◆ **TEXT**:
For the rest of the year, Gulu and Kasese are expected to remain at Crisis levels even while their markets are supplied with harvests.
These were some of the findings of the most comprehensive Integrated Food Security Phase Classification (IPC) analysis conducted in Uganda to date, covering Kampala and other urban areas, the Karamoja region and refugee settlements and host communities for the first time.
The analysis was carried out by the Government of Uganda and three UN agencies and measures food insecurity from June through August and projected from September to December. It was informed in part by real-time data gathered by remote telephone monitoring of households in 13 urban areas, refugee hosting districts and Karamoja region in the northeast. It is the first time, real-time data informed the IPC on urban areas.
The IPC attributed Crisis food insecurity to the loss of livelihoods in the informal sector, tourism, the travel and events industry and the education sector, reduced remittances and reduced commercial networks due to the closure of borders.
Releasing the results of the analysis, the Minister for Disaster Preparedness and Refugees, Eng. Hillary Onek, said that the Government is committed to ensuring food and nutrition security and well-being for all people in Uganda, including those in urban areas.
Speaking while releasing the results of the analysis, the Minister for Disaster Preparedness and Refugees, Eng. Hillary Onek, said the Government is committed to ensuring food and nutrition security and well-being for all people in the country, including those in urban areas.

◆ **TASKS TO PERFORM**:
**a.** Duplicate the part of the Uganda food security passage starting at "The analysis was" and ending at "closure of borders.".
**b.** Go on with the Uganda food security passage from the point where it stops.

◆ **EXCERPTED RECORDS**:
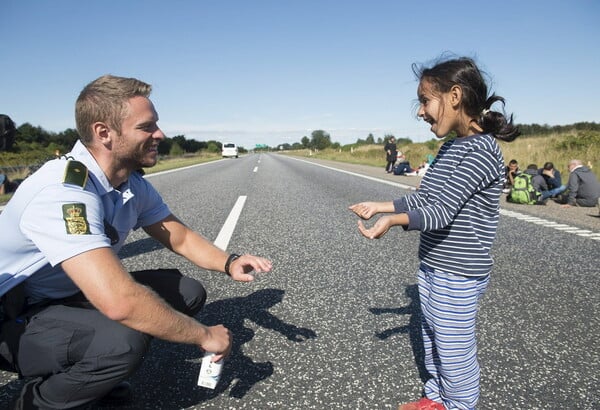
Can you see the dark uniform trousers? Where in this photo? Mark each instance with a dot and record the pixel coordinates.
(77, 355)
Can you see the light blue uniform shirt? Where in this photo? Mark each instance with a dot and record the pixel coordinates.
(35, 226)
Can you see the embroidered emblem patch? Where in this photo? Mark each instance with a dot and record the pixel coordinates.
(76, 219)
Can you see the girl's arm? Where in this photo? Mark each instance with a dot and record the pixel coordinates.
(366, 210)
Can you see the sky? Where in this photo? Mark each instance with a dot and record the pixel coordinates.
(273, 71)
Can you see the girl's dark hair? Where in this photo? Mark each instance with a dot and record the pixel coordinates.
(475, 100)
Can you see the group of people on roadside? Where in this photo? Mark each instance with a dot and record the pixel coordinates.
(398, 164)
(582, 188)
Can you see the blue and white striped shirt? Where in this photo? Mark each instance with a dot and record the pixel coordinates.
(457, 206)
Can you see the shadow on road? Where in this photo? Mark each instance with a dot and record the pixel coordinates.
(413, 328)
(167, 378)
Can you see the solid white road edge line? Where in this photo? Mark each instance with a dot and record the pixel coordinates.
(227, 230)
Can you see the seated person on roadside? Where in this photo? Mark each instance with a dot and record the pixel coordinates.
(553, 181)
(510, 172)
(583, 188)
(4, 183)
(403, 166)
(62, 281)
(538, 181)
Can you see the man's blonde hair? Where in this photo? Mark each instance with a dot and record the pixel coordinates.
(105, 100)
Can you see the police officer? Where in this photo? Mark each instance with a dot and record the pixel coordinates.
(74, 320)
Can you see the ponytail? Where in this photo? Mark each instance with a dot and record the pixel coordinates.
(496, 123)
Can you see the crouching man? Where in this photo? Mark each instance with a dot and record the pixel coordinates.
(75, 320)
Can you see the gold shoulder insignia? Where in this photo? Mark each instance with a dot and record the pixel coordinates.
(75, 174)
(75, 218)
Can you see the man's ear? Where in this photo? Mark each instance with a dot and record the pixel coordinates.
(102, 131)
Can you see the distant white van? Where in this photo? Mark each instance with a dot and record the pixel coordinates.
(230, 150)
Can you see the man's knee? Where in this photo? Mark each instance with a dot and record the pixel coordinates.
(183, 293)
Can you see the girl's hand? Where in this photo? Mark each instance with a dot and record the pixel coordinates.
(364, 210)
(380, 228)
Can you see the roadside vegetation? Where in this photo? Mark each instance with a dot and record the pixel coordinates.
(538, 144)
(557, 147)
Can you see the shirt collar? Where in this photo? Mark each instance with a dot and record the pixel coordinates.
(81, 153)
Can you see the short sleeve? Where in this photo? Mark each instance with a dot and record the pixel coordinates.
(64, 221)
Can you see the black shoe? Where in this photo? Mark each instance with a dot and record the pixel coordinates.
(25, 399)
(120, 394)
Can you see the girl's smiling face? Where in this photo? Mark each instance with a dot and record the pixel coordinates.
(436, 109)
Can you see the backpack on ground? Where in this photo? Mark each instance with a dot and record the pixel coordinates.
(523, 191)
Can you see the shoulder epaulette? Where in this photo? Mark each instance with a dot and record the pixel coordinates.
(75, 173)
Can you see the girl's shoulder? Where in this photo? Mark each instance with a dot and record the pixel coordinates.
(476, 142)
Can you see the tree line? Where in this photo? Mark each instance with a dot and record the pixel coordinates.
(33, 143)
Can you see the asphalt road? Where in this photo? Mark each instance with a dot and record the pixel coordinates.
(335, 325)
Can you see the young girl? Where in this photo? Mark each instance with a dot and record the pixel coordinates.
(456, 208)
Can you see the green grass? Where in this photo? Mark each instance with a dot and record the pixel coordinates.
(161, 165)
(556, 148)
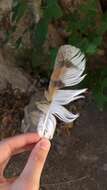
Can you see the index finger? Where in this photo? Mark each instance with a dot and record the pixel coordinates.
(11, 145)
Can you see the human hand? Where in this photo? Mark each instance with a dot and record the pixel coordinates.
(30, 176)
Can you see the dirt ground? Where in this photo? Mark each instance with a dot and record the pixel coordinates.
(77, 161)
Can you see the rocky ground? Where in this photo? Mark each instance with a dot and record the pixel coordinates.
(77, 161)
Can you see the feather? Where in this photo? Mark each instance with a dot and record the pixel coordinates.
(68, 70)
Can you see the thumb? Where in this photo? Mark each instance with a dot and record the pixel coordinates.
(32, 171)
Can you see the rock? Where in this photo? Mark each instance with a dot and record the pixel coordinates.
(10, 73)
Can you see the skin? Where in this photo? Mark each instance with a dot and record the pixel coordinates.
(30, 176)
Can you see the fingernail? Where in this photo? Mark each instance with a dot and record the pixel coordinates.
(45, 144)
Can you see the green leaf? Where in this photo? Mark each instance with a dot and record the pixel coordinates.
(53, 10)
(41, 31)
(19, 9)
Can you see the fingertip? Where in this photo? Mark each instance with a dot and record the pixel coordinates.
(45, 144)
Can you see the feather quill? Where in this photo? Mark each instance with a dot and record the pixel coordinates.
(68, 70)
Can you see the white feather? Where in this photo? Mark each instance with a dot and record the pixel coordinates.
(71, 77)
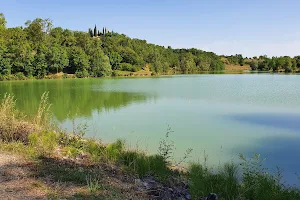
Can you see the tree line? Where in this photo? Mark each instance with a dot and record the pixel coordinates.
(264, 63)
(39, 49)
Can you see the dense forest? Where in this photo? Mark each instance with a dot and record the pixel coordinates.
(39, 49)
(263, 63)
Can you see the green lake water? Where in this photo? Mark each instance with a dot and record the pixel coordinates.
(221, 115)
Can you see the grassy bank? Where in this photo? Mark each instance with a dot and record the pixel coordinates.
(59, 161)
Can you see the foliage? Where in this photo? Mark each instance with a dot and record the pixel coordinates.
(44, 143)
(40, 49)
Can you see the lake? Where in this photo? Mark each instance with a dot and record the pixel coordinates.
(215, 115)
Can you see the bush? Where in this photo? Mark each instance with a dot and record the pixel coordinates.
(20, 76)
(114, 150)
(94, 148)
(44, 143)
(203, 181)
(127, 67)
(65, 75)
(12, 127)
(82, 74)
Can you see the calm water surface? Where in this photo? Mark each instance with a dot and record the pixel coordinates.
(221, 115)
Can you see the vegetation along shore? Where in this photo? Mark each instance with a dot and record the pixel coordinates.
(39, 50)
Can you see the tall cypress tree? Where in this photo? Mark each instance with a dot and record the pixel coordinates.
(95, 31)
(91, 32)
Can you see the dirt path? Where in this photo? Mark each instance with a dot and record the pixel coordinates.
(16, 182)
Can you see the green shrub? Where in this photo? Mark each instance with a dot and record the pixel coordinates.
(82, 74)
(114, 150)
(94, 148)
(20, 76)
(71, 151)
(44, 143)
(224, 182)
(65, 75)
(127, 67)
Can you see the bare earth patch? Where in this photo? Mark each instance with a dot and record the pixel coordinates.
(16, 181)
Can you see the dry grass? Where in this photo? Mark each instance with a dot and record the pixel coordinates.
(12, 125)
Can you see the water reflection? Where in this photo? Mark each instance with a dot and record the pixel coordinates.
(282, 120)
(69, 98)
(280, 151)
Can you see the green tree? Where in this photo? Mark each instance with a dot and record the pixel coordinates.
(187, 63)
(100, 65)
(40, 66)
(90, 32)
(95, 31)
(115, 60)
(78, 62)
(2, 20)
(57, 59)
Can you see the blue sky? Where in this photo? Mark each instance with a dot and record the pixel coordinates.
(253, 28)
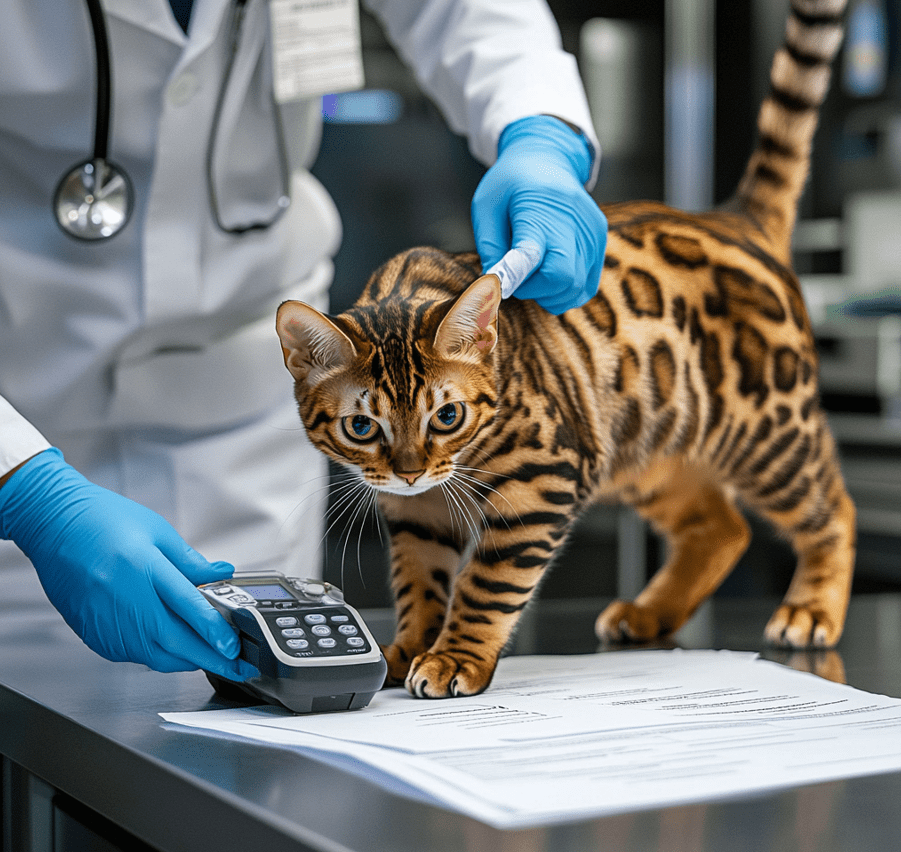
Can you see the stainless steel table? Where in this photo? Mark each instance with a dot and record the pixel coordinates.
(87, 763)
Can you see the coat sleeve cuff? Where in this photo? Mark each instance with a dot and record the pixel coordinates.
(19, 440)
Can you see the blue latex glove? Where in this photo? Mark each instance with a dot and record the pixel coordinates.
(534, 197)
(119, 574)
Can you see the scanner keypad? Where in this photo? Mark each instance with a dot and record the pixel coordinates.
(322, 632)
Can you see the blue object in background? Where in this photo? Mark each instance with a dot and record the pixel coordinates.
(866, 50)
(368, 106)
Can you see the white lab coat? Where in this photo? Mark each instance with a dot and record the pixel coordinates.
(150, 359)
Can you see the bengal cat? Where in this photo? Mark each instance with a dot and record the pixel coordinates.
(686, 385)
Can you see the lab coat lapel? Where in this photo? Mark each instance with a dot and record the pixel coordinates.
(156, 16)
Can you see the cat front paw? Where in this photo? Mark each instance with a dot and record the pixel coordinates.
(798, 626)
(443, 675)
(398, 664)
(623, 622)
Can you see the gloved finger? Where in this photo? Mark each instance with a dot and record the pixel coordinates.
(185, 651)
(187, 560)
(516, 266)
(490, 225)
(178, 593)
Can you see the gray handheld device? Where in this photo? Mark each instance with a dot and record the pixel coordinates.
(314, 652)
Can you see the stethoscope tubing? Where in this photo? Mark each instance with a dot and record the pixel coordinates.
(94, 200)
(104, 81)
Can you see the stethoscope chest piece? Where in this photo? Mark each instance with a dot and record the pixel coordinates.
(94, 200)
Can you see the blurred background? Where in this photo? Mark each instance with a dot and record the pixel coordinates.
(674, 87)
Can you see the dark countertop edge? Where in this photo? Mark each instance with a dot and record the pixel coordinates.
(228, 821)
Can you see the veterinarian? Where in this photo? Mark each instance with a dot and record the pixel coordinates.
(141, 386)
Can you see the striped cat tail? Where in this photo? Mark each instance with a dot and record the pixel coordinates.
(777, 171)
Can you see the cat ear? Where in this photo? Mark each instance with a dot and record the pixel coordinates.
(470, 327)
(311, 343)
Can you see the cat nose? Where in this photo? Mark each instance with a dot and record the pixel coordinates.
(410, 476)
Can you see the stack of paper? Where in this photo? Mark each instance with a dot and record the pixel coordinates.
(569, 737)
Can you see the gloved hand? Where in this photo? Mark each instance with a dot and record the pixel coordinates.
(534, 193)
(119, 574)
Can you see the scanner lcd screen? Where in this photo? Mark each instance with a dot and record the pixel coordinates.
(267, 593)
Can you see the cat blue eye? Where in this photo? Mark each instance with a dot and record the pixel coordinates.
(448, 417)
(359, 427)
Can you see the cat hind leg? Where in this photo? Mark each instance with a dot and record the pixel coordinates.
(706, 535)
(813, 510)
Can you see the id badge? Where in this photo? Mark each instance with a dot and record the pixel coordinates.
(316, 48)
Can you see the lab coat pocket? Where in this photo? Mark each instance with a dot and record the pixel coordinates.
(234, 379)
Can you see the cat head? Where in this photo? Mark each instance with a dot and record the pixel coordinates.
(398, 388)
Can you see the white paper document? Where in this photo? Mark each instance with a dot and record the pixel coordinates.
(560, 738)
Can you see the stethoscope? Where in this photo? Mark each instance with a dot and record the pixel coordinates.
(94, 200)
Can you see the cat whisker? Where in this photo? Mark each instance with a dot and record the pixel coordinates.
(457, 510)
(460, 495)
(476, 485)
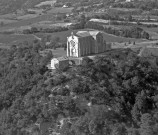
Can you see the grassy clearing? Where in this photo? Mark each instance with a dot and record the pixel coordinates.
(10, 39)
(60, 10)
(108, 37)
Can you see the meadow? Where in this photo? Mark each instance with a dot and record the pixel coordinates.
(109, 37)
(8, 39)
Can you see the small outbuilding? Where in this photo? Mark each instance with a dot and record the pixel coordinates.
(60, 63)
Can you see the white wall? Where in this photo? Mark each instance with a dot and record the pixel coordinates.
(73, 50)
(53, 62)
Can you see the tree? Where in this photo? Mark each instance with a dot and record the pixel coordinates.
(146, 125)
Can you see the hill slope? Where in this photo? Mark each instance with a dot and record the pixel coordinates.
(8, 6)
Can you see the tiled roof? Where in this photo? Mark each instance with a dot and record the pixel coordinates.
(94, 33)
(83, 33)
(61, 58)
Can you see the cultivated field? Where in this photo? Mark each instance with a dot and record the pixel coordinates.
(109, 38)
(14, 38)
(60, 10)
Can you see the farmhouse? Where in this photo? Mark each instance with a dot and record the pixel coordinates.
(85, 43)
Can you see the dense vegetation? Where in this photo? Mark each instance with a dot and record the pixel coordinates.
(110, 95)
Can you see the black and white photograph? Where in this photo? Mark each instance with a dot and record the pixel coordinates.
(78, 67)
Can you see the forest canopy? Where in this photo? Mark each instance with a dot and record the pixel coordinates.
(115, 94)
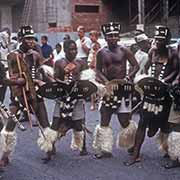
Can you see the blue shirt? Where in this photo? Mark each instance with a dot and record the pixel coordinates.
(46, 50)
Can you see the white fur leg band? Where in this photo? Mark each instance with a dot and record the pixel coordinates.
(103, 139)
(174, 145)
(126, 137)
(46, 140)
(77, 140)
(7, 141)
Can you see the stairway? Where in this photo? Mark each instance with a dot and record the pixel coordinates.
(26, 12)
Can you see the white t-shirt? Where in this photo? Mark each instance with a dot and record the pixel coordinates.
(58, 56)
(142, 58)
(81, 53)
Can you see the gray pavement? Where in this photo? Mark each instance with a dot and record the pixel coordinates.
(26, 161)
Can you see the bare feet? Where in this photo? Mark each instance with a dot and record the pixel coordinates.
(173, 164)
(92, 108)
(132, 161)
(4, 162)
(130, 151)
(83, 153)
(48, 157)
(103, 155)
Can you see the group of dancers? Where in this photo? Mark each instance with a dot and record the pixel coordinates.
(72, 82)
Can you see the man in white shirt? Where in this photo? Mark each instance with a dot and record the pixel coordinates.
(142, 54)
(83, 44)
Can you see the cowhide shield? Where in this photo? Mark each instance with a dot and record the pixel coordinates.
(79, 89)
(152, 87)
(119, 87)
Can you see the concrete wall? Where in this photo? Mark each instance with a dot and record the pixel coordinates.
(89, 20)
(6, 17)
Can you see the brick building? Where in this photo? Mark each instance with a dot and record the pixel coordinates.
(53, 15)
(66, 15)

◆ **REPLIES**:
**a.**
The analysis was carried out by the Government of Uganda and three UN agencies and measures food insecurity from June through August and projected from September to December. It was informed in part by real-time data gathered by remote telephone monitoring of households in 13 urban areas, refugee hosting districts and Karamoja region in the northeast. It is the first time, real-time data informed the IPC on urban areas.
The IPC attributed Crisis food insecurity to the loss of livelihoods in the informal sector, tourism, the travel and events industry and the education sector, reduced remittances and reduced commercial networks due to the closure of borders.

**b.**
“With these new findings, we now know, reliably, who the most food-insecure people are in Uganda, where they are and what we can do to save lives and preserve livelihoods. Such knowledge is critical before we take any decisions,” Mr Onek said.
“We thank our partners for working with us to come up with this very important analysis. We now must continue to work together to find solutions to the issues raised in the study,” Mr Onek added.
Currently, through a collaboration with the Uganda Bureau of Statistics, the United Nations makes 10,000 calls a month to monitor food security in refugee areas, 12 urban areas and Karamoja region.
Using the real-time and other data, the IPC found that refugees in all 13 settlements in Uganda along with more than 1.3 million Ugandans in refugee-hosting districts and Karamoja region experienced Crisis or worse levels of hunger between June and August.
In Karamoja, all districts had worrying levels of malnutrition among young children and pregnant and nursing women, with malnutrition above emergency levels in Moroto and Napak.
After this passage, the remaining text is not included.